15 Ocak 2017 01:36

Kent Savaşları

'Askerileştirmenin sağladığı düzen ancak şiddetin içselleştirilmesi, kurumsallaştırılması anlamına gelir, ortadan kaldırılması değil.'

Paylaş

Sinan BİRDAL

Kentlerin muharebe meydanına döndüğü zamanlardayız. Kentte yaşayan herkesin bir silahlı saldırının hedefine dönüştüğü bir andayız. Coğrafyacı Stephen Graham Muhasara Altındaki Kentler adlı çalışmasında yeni askeri kentçiliğin ayırıcı özelliğinin yüksek teknolojinin askeri ve sivil uygulamaları arasındaki geçişkenlik olduğunu iddia ediyor. Somut olarak Graham Batı kentlerindeki gündelik hayatın kontrol ve gözetimiyle Batı’nın saldırgan sömürgeci ve kaynak savaşlarına girişmesi arasında bir geçişkenlik olduğu öne sürüyor. Fransız düşünce tarihçisi Michel Foucault’nun boomerang etkisi dediği bir olgudan bahsediyor: Yani sömürgeci ve kaynak savaşlarını sürdürebilmek için geliştirilen teknolojinin metropolün idaresinde kullanılmaya başlanması. İnsanlık tarihinde ilk defa insanlığın çoğunluğunun kentlerde yaşadığı bir çağda ciddiye alınması gereken iddialar.

Ancak Graham’ın kent ve savaş arasında kurduğu ilişkinin ne kadar yeni olduğu konusunda kuşkuluyum. Galya’daki orduları olmasa Julius Caesar Roma’nın hakimi olabilir miydi? İtalya’daki orduları olmasa Napoleon Paris’e hükmedebilir miydi? General Cavignac’ın Cezayir’den getirdiği topları olmasa 1848 Paris devrimi bastırılabilir miydi? Veya donanmasındaki kürekçiler olmasa Atina’da demokrasi olabilir miydi? Kentin barışı “yurttaş” olmayan için ya sömürü ya şiddet oldu çoğu zaman. Kentlerin muharebe alınan dönüşmesi ise büyük tarihsel kırılmaların işaretiydi çoğu zaman. Atina’nın, Roma’nın, Bağdat’ın çöküşü gibi. Böyle uzun vadeli bir tarihsel perspektiften bakıldığında kentsel çöküşlerin askeri üstünlüğe dayanan idarelerin çöküşüne denk düştüğünü gözlemleyebiliriz.

Bu tespitlerden çıkan sonuç şudur: Askerileştirmenin (militarizasyon) sağladığı düzen ancak şiddetin içselleştirilmesi, kurumsallaştırılması anlamına gelir, ortadan kaldırılması değil. Eğer insan güvenliğinin en önemli unsuru yaşama hakkıysa askerileşme güvenliksizleştirme anlamına geliyor. Hepimizin bildiği birşey ifade ediyorum aslında: ABD’den Rusya’ya terör saldırılarının hükümetlere medeni ve siyasi hakları kısıtlamak, kaynak ve sömürge savaşları açmak için bir vesile oluşturduğu sır değil.

○ ○ ○ ○ ○ ○ ○

#### [Alıştırma]
Kent savaşları metninden, "Ancak Graham’ın kent" sözcüklerinin bulunduğu yerden başlayıp "denk düştüğünü gözlemleyebiliriz." sözcüklerinden sonra biten bölümü lütfen aynen döndürün. Yalnızca kent savaşları metnine dayanın.

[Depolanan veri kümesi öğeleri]
○ ○ ○ ○ ○ ○ ○

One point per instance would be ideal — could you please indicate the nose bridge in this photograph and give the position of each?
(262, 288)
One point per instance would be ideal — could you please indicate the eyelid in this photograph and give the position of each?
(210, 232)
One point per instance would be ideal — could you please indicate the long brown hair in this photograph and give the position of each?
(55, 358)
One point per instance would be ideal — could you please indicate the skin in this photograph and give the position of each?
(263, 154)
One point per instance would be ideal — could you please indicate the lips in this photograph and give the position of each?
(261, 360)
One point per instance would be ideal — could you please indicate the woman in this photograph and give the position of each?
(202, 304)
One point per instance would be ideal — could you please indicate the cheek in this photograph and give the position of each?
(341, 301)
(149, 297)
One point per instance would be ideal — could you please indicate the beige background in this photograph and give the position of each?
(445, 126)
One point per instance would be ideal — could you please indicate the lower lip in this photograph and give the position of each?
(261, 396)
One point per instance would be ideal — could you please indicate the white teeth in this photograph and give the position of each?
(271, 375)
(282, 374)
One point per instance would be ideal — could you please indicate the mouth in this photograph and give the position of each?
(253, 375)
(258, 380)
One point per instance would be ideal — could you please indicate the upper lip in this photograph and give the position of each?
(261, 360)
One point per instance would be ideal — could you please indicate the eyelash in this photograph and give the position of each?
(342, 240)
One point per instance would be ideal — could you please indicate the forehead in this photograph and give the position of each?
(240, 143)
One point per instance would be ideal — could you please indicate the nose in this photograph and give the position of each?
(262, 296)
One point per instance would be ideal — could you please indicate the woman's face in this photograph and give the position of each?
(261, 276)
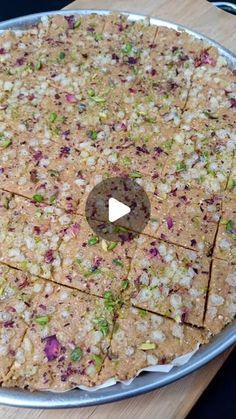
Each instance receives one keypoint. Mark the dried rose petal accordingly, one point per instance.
(70, 98)
(132, 60)
(169, 222)
(74, 229)
(38, 155)
(204, 58)
(19, 62)
(158, 150)
(48, 257)
(52, 347)
(233, 102)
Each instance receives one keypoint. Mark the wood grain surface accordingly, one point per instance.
(177, 399)
(199, 15)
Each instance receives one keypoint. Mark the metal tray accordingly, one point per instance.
(146, 381)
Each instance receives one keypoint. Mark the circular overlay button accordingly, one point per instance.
(117, 209)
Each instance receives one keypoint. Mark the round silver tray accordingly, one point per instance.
(149, 380)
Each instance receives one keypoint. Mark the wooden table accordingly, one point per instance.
(177, 399)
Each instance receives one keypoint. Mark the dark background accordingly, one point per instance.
(219, 399)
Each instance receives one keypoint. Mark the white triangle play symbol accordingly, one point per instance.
(117, 210)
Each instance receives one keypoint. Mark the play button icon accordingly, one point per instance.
(117, 209)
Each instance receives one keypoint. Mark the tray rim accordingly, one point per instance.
(144, 382)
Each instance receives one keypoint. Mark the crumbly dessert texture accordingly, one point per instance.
(84, 98)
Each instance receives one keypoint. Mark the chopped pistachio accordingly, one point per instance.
(126, 48)
(93, 135)
(76, 354)
(110, 302)
(93, 240)
(98, 361)
(125, 284)
(111, 246)
(231, 184)
(38, 198)
(102, 325)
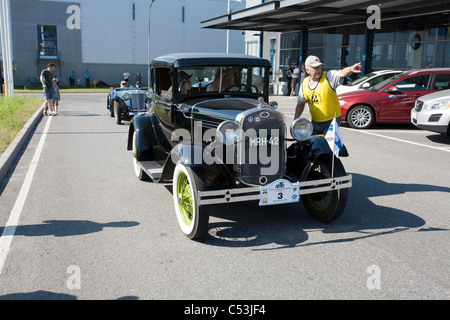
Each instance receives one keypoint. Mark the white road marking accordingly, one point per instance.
(400, 140)
(11, 225)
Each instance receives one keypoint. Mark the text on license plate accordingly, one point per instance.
(279, 192)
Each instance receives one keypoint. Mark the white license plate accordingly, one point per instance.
(279, 192)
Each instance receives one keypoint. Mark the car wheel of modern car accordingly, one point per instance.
(329, 205)
(117, 112)
(137, 168)
(360, 117)
(192, 218)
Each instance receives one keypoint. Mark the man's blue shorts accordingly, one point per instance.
(49, 94)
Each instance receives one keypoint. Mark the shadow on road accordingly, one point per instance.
(288, 226)
(63, 228)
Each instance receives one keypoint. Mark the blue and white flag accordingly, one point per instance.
(333, 137)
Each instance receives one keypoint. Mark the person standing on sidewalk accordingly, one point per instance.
(47, 85)
(318, 89)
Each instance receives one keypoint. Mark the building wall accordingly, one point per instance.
(108, 37)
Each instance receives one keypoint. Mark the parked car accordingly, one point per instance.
(432, 112)
(391, 100)
(124, 103)
(367, 81)
(212, 131)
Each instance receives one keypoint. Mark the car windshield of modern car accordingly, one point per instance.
(207, 80)
(384, 83)
(362, 79)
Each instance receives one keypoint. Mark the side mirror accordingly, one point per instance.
(393, 89)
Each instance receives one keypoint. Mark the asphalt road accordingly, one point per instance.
(77, 224)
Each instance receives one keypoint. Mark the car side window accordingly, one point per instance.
(442, 81)
(416, 83)
(164, 82)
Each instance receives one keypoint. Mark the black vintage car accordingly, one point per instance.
(124, 103)
(212, 131)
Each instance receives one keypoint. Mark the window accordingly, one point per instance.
(442, 81)
(47, 42)
(416, 83)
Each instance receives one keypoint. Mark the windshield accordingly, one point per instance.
(198, 80)
(384, 83)
(363, 78)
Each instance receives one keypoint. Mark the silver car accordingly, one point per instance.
(432, 112)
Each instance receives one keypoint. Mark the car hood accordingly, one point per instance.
(225, 109)
(357, 93)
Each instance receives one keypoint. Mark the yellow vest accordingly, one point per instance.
(322, 101)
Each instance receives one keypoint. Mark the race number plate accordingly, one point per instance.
(279, 192)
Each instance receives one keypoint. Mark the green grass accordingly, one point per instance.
(15, 111)
(61, 89)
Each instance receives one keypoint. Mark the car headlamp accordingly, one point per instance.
(228, 132)
(301, 129)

○ ○ ○ ○ ○ ○ ○

#### [Beklenen çıktı]
Ancak Graham’ın kent ve savaş arasında kurduğu ilişkinin ne kadar yeni olduğu konusunda kuşkuluyum. Galya’daki orduları olmasa Julius Caesar Roma’nın hakimi olabilir miydi? İtalya’daki orduları olmasa Napoleon Paris’e hükmedebilir miydi? General Cavignac’ın Cezayir’den getirdiği topları olmasa 1848 Paris devrimi bastırılabilir miydi? Veya donanmasındaki kürekçiler olmasa Atina’da demokrasi olabilir miydi? Kentin barışı “yurttaş” olmayan için ya sömürü ya şiddet oldu çoğu zaman. Kentlerin muharebe alınan dönüşmesi ise büyük tarihsel kırılmaların işaretiydi çoğu zaman. Atina’nın, Roma’nın, Bağdat’ın çöküşü gibi. Böyle uzun vadeli bir tarihsel perspektiften bakıldığında kentsel çöküşlerin askeri üstünlüğe dayanan idarelerin çöküşüne denk düştüğünü gözlemleyebiliriz.